◆ Material supplied
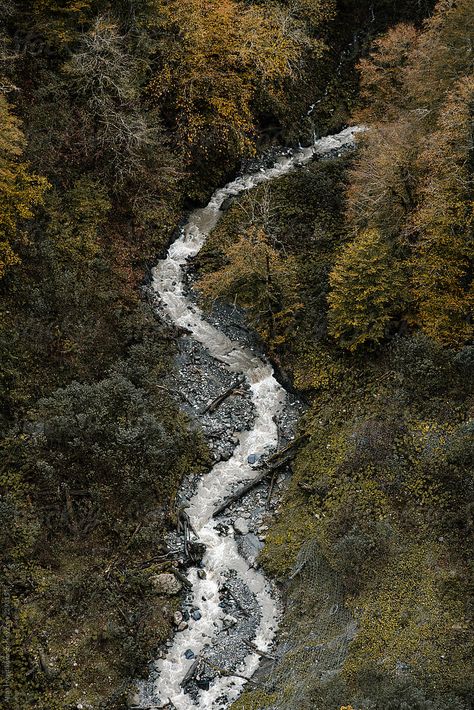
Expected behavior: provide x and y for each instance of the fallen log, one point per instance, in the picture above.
(230, 674)
(250, 485)
(222, 398)
(193, 669)
(181, 577)
(289, 448)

◆ Required action
In the copy, include no pictures; everything else in the material should be written out exactly.

◆ Exercise solution
Expected behavior: provide x and y for each instance of the fallen log, one point per instance, in the picture above.
(230, 674)
(250, 485)
(222, 398)
(193, 669)
(181, 577)
(289, 448)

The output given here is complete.